What the exercise asks –
Replace "wetsuit" with "diving suit" in the data from the line with "In the photo above, where can the dark" through the end, keeping everything else the same. Give back only those lines.

--- Data to use ---

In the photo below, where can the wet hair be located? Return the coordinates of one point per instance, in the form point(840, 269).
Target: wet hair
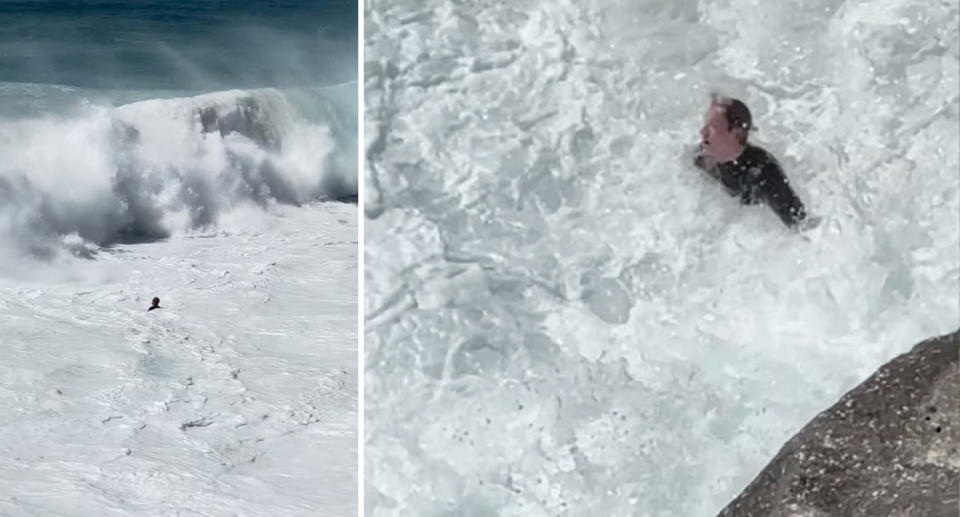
point(737, 114)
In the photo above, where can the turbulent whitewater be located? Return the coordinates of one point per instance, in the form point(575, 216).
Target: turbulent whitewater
point(564, 317)
point(147, 169)
point(205, 154)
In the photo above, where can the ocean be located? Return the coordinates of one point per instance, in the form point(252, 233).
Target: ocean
point(204, 153)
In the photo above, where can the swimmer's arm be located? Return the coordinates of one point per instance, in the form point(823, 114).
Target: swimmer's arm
point(776, 192)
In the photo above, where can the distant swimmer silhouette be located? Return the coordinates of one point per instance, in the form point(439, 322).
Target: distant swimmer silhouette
point(746, 171)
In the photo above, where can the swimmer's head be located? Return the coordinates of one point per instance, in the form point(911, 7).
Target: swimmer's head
point(726, 128)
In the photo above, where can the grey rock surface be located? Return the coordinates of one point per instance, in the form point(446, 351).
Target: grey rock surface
point(889, 447)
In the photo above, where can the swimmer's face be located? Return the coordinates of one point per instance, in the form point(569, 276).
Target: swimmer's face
point(717, 140)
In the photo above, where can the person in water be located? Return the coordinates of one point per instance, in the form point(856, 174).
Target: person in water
point(746, 171)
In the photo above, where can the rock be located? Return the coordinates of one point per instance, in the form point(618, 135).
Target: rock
point(888, 447)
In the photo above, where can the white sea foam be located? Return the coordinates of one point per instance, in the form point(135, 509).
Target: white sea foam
point(564, 317)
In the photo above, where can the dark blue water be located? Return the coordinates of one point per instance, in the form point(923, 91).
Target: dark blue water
point(178, 45)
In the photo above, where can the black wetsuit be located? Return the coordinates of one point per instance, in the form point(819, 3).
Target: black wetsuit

---

Output of the exercise –
In the photo above, where can the dark blue water be located? Return the coordinates of one point per instance, in the form point(923, 91).
Target: dark blue water
point(178, 45)
In the photo above, where can the black diving suit be located? Return the coordinates of one point per instance, in the form point(819, 3).
Target: black diving suit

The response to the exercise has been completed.